_YOUR TASK_
Restate all the data word for word, leaving nothing out.

_EXERCISE INPUTS_
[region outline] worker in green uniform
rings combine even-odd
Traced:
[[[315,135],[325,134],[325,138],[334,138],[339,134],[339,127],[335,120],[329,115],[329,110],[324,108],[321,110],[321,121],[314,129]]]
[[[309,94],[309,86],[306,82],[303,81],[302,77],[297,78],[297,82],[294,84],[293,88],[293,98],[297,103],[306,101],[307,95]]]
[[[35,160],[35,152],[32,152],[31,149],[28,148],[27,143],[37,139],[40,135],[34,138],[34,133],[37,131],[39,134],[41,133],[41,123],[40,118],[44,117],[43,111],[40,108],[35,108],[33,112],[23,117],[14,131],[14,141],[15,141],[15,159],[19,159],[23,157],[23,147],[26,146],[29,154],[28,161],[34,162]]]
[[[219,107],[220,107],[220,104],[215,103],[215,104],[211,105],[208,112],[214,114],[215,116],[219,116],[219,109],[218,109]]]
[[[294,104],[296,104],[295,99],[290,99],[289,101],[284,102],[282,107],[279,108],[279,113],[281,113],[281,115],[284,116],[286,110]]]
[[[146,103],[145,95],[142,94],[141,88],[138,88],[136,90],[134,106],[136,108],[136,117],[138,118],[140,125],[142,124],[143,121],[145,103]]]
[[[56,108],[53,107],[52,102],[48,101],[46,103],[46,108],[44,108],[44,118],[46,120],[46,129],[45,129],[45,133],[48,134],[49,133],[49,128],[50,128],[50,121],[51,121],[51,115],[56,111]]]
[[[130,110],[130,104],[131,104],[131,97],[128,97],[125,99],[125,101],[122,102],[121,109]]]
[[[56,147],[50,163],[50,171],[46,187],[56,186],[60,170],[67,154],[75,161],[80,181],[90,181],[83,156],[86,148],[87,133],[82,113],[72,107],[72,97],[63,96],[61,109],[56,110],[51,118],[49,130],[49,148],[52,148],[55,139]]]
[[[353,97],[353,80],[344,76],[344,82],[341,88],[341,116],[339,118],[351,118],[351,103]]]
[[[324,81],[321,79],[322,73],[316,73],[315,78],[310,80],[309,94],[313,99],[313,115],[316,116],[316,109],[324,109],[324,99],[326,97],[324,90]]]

_EXPECTED OUTPUT_
[region outline] worker in green uniform
rings combine even-odd
Traced:
[[[315,135],[325,134],[325,138],[334,138],[339,134],[339,127],[335,120],[329,115],[329,110],[324,108],[321,110],[321,121],[314,129]]]
[[[309,94],[309,86],[306,82],[303,81],[302,77],[297,78],[297,82],[294,84],[293,88],[293,98],[297,103],[306,101],[307,95]]]
[[[35,160],[35,152],[32,152],[31,149],[28,148],[27,143],[37,139],[40,135],[34,138],[34,133],[37,131],[39,134],[41,133],[41,123],[40,118],[44,117],[43,111],[40,108],[35,108],[33,112],[23,117],[14,131],[14,141],[15,141],[15,159],[19,159],[23,157],[23,147],[26,146],[29,154],[28,161],[34,162]]]
[[[219,107],[220,107],[220,104],[215,103],[215,104],[211,105],[208,112],[214,114],[215,116],[219,116],[219,109],[218,109]]]
[[[294,104],[296,104],[295,99],[290,99],[289,101],[284,102],[282,107],[279,108],[279,113],[281,113],[281,115],[284,116],[286,110]]]
[[[146,103],[145,95],[142,94],[141,88],[138,88],[136,90],[134,106],[136,108],[136,117],[138,118],[140,125],[142,124],[143,121],[145,103]]]
[[[56,108],[53,107],[52,102],[48,101],[46,103],[46,108],[44,108],[44,118],[46,120],[46,129],[45,129],[45,133],[48,134],[49,133],[49,128],[50,128],[50,121],[51,121],[51,115],[56,111]]]
[[[130,110],[130,104],[131,104],[131,97],[128,97],[125,99],[125,101],[122,102],[121,109]]]
[[[56,147],[50,163],[50,171],[46,187],[56,186],[60,170],[67,154],[75,161],[80,181],[90,181],[83,156],[86,148],[87,133],[82,113],[72,107],[72,97],[63,96],[61,109],[56,110],[51,118],[49,130],[49,148],[52,148],[55,139]]]
[[[353,97],[353,80],[344,76],[344,82],[341,88],[341,116],[339,118],[351,118],[351,103]]]
[[[324,81],[321,79],[322,73],[316,73],[315,78],[310,80],[309,94],[313,99],[313,115],[316,116],[316,109],[324,109],[324,99],[326,97],[324,90]]]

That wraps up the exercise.